Many contest posters include pictures from the previous year’s contest.  So I started by looking through last year’s pictures and selecting my favorites of each Overall and Pro winner.
Photoshop is my friend.   It’s lots of fun to play with and does some great things.  For example, when I’m making a family Christmas card, I don’t need one picture that’s good of all of us, I just need one good picture of each person in the same setting and lighting.  And the holiday picture of extended family from a few years back where I suddenly looked about 10 pounds thinner?  The Photoshop Diet!
For the pictures of the competition winners, I take out the background so that I have just their images to use on the poster.  This is a fairly easy process, but sort of a weird one.  In some cases, like when the background color is similar to the color of the shadow on a leg, I have to zoom in and clean up the lines.   Once I was working on a picture while I was on an airplane.  I was zoomed in really close on a competitor’s suit so that I could digitally remove the badge with the number on it.  I realized after I’d been working on it for a minute or two that it probably looked really strange to the people around me that I was working so intently zoomed in on a pair of briefs.

[Dataset excerpt]
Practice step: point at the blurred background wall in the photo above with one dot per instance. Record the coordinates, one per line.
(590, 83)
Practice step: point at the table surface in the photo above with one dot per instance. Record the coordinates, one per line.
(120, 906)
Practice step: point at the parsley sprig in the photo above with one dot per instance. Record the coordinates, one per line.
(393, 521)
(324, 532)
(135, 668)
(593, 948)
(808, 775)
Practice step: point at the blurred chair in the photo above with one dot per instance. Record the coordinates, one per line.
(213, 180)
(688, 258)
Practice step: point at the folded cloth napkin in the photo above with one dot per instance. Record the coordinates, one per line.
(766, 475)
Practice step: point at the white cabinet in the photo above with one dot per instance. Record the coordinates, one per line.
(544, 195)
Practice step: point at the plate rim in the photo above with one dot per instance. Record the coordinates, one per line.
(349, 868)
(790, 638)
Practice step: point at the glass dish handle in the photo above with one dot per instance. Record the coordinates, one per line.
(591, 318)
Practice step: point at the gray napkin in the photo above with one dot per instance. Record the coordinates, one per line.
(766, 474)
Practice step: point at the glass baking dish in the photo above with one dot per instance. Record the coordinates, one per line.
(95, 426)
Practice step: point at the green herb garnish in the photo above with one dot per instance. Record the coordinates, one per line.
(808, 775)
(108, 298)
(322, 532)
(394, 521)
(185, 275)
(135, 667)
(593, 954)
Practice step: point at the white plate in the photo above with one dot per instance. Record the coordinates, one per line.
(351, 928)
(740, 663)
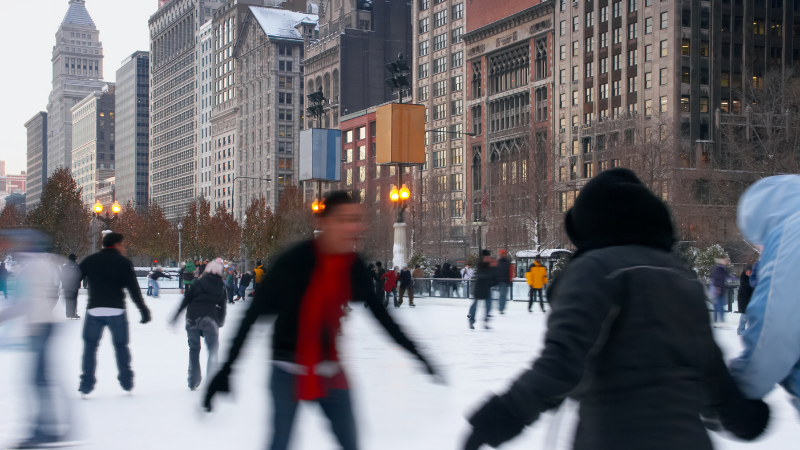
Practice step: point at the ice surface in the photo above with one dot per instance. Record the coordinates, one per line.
(397, 405)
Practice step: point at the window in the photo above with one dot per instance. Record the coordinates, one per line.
(458, 11)
(456, 35)
(440, 18)
(457, 83)
(439, 65)
(439, 41)
(457, 59)
(423, 48)
(423, 25)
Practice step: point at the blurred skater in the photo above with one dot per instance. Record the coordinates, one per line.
(307, 289)
(628, 337)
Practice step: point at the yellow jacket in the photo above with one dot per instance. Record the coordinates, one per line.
(537, 276)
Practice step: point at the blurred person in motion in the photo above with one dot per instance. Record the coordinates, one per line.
(484, 280)
(71, 282)
(628, 336)
(769, 216)
(536, 278)
(110, 273)
(307, 289)
(205, 315)
(38, 278)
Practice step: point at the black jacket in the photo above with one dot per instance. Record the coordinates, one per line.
(109, 273)
(629, 337)
(282, 289)
(205, 299)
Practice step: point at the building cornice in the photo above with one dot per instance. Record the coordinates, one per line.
(510, 22)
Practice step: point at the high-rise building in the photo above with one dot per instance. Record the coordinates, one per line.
(173, 103)
(37, 158)
(132, 117)
(268, 53)
(204, 77)
(77, 71)
(93, 142)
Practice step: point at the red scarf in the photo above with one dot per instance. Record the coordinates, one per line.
(320, 313)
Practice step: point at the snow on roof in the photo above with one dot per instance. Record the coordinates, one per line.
(281, 23)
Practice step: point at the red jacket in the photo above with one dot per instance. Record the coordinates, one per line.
(391, 278)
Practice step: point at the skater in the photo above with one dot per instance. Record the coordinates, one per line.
(205, 315)
(768, 216)
(307, 288)
(38, 277)
(389, 280)
(71, 282)
(719, 275)
(406, 285)
(536, 278)
(628, 337)
(503, 278)
(110, 273)
(483, 289)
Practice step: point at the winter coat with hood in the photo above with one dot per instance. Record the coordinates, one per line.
(628, 336)
(769, 215)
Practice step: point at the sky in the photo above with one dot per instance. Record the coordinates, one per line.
(27, 81)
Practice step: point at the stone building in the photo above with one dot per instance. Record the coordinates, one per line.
(268, 54)
(132, 124)
(93, 142)
(174, 101)
(37, 158)
(77, 71)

## Aim 1
In the passage about making a contest poster, what was the writer trying to remove while zoomed in on a competitor's suit on an airplane?
## Aim 2
Write the next few sentences of the passage about making a contest poster, picking up after its final sentence.

## Written answer 1
The badge with the number on it.

## Written answer 2
This year’s poster actually came together really quickly.  In the Google search, I’d found a couple of posters with some black and white and some color pictures, so I stole that idea.  I already knew that I wanted to use a bright green color, especially since most of the other posters I saw were blue or red.   My latest favorite Photoshop trick is to use bevels and “strokes” to accent lettering, so I used a lot of both. 
I was really pleased with the end result, which only took a total of about four hours.    I showed Bodybuilder Hubby as soon as I printed a copy.  He smiled when he saw it, which is usually a good sign.  Then he had one comment:  “Are you sure you want to use green?”
Yes, I am.
The poster isn’t finished.  By contest time next spring, there will likely be more than 25 different versions, as we add sponsors and finalize the decision about the dates and times.  We may change some of the pictures.  I really like the pictures that I chose of last year’s Figure winners, but neither is in a “traditional” Figure pose.  Not sure if that matters.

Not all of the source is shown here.